Your answer should consist of each line below that contains the string "chair".

Stored data

_ _ _ _ _ _ _

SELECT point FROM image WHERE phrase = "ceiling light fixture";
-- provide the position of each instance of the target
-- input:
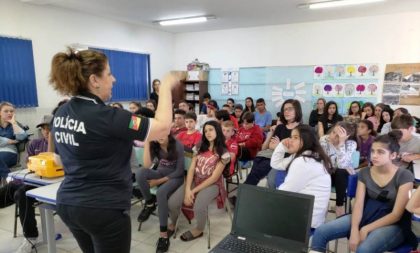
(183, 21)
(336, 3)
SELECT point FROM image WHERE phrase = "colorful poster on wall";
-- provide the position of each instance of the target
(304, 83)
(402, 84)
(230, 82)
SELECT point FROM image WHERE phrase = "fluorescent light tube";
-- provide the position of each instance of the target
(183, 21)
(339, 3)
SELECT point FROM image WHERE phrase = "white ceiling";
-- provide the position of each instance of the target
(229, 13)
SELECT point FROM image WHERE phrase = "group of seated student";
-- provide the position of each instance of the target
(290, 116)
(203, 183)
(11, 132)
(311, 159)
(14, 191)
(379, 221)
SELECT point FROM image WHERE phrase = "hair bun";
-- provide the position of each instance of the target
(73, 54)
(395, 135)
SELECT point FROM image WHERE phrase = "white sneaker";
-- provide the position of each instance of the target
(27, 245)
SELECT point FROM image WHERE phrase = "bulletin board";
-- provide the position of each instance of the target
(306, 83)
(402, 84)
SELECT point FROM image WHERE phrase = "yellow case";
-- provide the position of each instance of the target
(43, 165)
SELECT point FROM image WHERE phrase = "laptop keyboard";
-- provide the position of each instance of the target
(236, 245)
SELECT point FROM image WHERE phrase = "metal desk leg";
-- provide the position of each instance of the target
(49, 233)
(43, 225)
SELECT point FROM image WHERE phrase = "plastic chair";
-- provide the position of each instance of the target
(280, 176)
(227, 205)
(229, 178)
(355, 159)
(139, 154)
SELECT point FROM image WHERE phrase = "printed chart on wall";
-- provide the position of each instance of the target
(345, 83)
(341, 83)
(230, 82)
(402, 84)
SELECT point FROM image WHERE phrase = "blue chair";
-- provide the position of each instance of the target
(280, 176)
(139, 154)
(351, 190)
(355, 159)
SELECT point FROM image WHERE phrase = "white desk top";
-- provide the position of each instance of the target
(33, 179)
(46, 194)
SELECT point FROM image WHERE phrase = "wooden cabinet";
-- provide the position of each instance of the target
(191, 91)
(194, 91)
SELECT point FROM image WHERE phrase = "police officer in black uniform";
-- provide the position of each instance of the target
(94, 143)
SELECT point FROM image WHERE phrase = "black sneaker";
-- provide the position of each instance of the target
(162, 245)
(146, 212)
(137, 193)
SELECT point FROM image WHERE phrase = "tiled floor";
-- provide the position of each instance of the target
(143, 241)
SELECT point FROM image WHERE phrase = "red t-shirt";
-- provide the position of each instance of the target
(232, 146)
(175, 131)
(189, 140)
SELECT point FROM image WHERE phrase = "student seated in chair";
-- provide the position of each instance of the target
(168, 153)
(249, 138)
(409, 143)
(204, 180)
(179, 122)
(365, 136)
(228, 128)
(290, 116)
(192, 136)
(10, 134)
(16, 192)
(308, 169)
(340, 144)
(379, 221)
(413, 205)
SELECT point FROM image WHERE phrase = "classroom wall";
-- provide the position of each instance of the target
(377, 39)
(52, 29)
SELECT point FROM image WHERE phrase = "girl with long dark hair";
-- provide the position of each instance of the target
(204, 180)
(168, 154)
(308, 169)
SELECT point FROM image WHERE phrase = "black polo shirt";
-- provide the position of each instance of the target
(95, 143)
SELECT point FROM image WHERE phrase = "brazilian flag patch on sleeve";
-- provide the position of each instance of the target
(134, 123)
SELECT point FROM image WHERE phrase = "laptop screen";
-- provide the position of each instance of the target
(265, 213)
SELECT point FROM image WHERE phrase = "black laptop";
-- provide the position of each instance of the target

_ _ _ _ _ _ _

■ **EXERCISE OUTPUT**:
SELECT point FROM image WHERE phrase = "plastic chair";
SELECT point FROM image WHERE phrase = "blue chair";
SELECT point FROM image WHERE phrase = "student seated in chair";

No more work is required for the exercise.